* **Tarefas a realizar**:
a: No texto sobre o outono, o ódio e o transhumanismo, que razão é dada para as cores do outono surpreenderem quem escreve? Responda em uma a três frases.
b: Retome o texto sobre o outono, o ódio e o transhumanismo a partir da frase com que termina.

* **Excerto**:
——

Surpreendo-me sempre com as cores de outono e o ódio. As cores do outono porque transformam o cenário num outro, tão raro. O ódio porque transforma o cenário num outro, tão comum. Por entre o acender precoce das luzes de Natal, com o aproximar das promessas sempre incumpridas de paz da época festiva – que saudades ficam dos tempos em que se lhe chamava Yule! – os gritos e ofensas cobrem até a voz da Mariah Carey, que – pobre coitada – já anda desde 1994 a mendigar a mesma prenda, sem que ninguém tenha a benevolência de lha dar.
O ódio não é apenas arremessado nas ruas e nas filas dos supermercados. Passa em horário nobre e tem um canal que o patrocina com as cores da bandeira.
Surpreendida pela inevitabilidade da degradação do homem, dou por mim a pensar no transhumanismo. Na invasão da máquina, no uso do digital, na forma como se cultiva a esperança de um homem sem doença, sem envelhecimento, sem morte. Um homem melhor que o homem. Um homem cibernético, híbrido, eterno. Assusto-me com a ideia de um homem além de si mesmo, e mais ainda com a ideia do homem sem morte. Fico a desejar que se descubra antes onde está o sabor da doçura. Porque nunca o fim pareceu destino mais doce.

——

* **Informação apresentada**:

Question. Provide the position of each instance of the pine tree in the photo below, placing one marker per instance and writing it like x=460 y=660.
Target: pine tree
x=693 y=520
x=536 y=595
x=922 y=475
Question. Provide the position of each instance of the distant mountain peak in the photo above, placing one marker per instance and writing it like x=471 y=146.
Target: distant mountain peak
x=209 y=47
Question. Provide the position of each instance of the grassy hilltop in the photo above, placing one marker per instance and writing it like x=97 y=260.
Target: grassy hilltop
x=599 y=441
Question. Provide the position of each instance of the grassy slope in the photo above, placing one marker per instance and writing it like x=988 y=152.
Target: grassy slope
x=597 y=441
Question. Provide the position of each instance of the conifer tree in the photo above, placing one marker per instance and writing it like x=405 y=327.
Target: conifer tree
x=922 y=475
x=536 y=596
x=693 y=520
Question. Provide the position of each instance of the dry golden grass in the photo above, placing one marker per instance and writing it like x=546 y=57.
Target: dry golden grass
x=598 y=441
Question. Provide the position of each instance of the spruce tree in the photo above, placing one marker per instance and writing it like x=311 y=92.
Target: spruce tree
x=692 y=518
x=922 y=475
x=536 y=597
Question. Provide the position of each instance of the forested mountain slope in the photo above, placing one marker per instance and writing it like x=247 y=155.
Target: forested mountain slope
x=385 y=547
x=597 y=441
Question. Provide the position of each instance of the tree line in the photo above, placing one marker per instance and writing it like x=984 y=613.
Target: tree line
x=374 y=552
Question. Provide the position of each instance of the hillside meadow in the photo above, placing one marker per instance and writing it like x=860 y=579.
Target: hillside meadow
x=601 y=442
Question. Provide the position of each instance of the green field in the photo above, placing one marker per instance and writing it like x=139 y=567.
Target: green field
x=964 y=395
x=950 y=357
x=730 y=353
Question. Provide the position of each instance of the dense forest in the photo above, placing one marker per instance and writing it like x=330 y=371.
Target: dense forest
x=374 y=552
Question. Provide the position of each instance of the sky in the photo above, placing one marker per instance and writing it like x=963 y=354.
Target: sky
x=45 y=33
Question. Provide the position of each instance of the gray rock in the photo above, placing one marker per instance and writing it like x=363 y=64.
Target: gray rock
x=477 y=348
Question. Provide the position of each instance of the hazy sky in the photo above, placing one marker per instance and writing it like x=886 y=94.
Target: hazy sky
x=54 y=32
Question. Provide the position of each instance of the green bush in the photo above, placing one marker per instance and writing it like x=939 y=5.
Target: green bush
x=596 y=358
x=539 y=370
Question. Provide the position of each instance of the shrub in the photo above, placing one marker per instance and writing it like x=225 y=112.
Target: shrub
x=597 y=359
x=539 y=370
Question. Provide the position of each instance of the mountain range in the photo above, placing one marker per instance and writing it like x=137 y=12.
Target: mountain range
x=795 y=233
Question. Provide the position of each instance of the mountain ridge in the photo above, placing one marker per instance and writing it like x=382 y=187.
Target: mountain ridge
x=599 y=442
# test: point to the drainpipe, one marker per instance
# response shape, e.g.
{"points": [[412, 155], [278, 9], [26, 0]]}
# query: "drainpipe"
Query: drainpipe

——

* **Resultados do exercício**:
a: As cores do outono surpreendem porque transformam o cenário num outro, tão raro. O texto contrapõe-nas ao ódio, que também transforma o cenário, mas num outro tão comum.

b:
Olhando o país e o mundo, o poder do ódio na política moderna, a facilidade com a qual todos nos tornamos escravos ou despojo fácil de substituir, dou por mim a pensar que o maior problema dos Estados é serem (má) figura paterna. Um Estado-mãe não destilaria ódio nenhum. Vá, venham agora os puristas exigir-me outra lição de gramática sobre a dupla negativa... não quero saber! Não destilaria ódio nenhum! Repito-o. A repetição é um recurso estilístico forte e que defenderei até à morte (se o transhumanismo não me roubar a esperança de morrer um dia). Mas, voltando ao Estado-mãe. Não creio que houvesse uma descarga de ódios se isto sucedesse. A mulher é dotada, sempre o achei, de um amor inerente à condição. Como se viesse dos ovários, do clitóris, do útero... vejo pela minha própria mãe! Nunca a vi distinguir pessoas por nacionalidade, sexo, género, profissão, cor de pele, sotaque ou outro critério semelhante. Vejo-a a olhar para as pessoas como se fossem pessoas, guardando apenas um lugar de depreciação e antipatia para com aqueles que não lhe devolvem os Tupperwares.
No palanque dos sapientes doutores de fatinho, um conjunto de pessoas que nem sabe o que é reservar comida em Tupperwares, come caviar e vomita sentenças. Perguntaram-me recentemente como esquecer alguém que se ama. E eu, que afirmei não ter respostas – tenho 12 anos consecutivos de motivos a confirmar a minha absoluta inutilidade no que às questões da superação diz respeito – posso no entanto apontar os nossos governantes, que tanto afirmam amar Portugal, como exemplo perfeito de alguém que esquece depressa e eficazmente o que diz amar.
Lá fora, a árvore tem as folhas pintadas de vermelho. Não é a primeira vez, mas é como se fosse. Cada outono é o meu primeiro outono. Olho para elas com o mesmo brilho no olhar. Quero que a paz do Yule se acenda com as luzes que já ponteiam os centros comerciais. Quero esquecer o ódio que grita e converte e alastra, qual pandemia sem expetativa de cura. Quero apagar esse ódio e voltar a conhecer o sabor da doçura... Mas, lá está, querer não é poder. Ao menos, a Mariah Carey – também fã da repetição – ensina-nos isso todos os anos... e olhem que ela só quer uma coisa!